**Exercise:** Copy these rows verbatim, leaving the pictures out of your copy.

— BEGIN Supplied data —

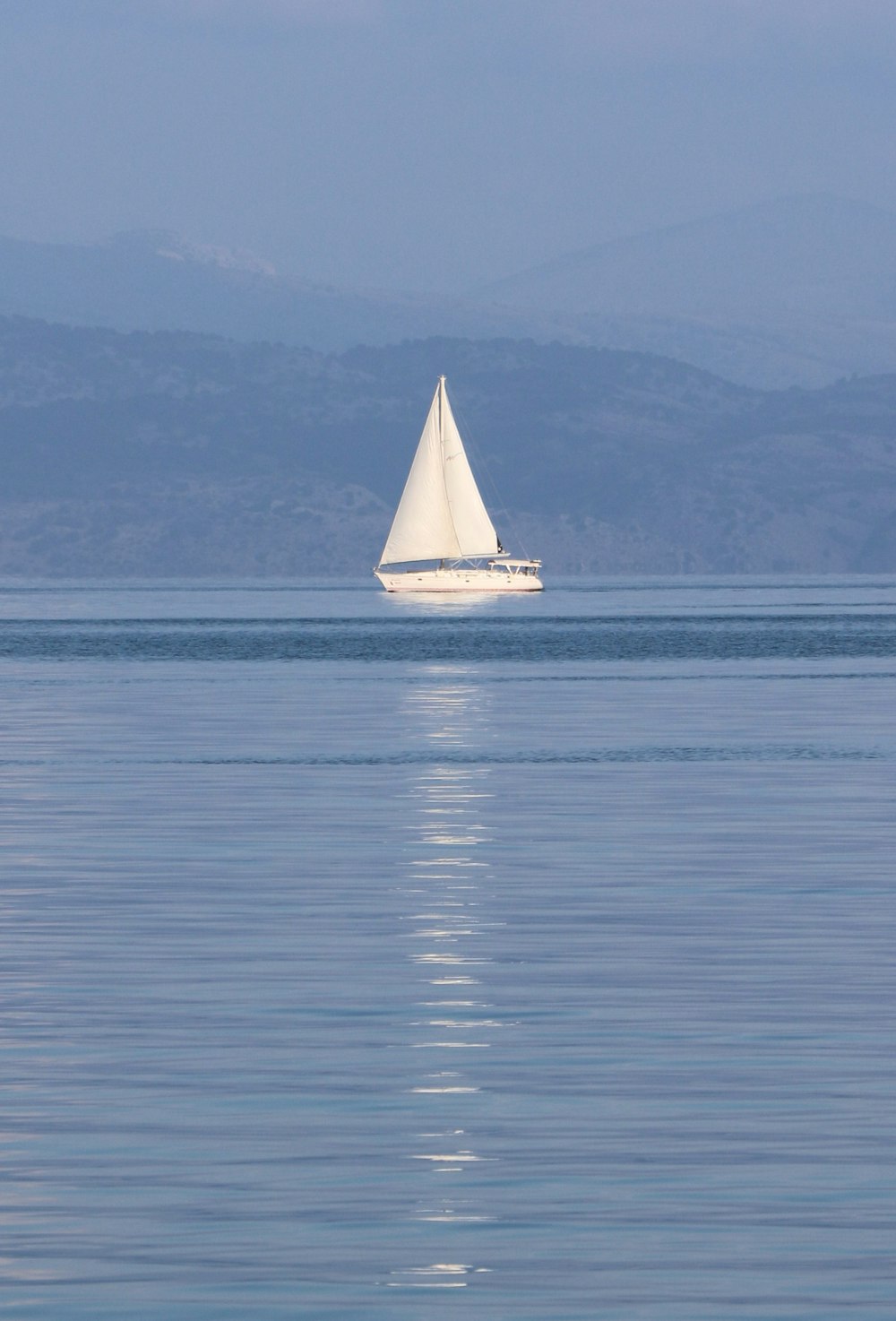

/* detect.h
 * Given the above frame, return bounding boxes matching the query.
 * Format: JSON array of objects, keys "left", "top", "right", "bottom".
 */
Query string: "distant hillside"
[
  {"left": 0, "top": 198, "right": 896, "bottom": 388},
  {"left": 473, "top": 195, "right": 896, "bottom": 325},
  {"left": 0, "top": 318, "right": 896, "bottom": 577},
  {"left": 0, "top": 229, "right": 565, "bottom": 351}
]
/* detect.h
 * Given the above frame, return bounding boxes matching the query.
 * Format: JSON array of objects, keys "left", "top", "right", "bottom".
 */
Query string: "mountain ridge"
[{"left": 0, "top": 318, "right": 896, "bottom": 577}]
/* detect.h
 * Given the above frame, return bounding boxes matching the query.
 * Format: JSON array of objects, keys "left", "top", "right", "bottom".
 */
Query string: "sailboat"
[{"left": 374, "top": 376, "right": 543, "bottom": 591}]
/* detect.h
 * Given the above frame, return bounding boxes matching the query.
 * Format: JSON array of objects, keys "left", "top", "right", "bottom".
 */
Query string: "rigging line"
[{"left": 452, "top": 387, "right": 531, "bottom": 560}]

— END Supplied data —

**Exercise output:**
/* detect.h
 * Given the above frame, return bounding boxes matching the query.
 * Format: JSON array of objects, keys "left", "top", "right", "bottom".
 */
Query string: "distant hillside"
[
  {"left": 0, "top": 198, "right": 896, "bottom": 388},
  {"left": 473, "top": 195, "right": 896, "bottom": 325},
  {"left": 0, "top": 318, "right": 896, "bottom": 577},
  {"left": 0, "top": 229, "right": 565, "bottom": 351}
]
/* detect.h
 * Given the above frame, return bounding boxes matching the query.
 * Format: JSON array of objects, keys "left", "top", "right", "bottom".
 */
Query string: "mountain ridge"
[{"left": 0, "top": 318, "right": 896, "bottom": 577}]
/* detect.h
 * Given the above frame, return bounding boxes matching the query.
 * Format: JSON array of objects, keys "left", "top", "right", "bottom".
 */
Query string: "sailboat"
[{"left": 374, "top": 376, "right": 543, "bottom": 591}]
/* detect.h
 * Given the above frame, return bounding boxes matching the query.
 * Format: JSON array of objects, keys "left", "top", "right", "bottom".
 */
Query string: "rigging line"
[{"left": 452, "top": 387, "right": 531, "bottom": 560}]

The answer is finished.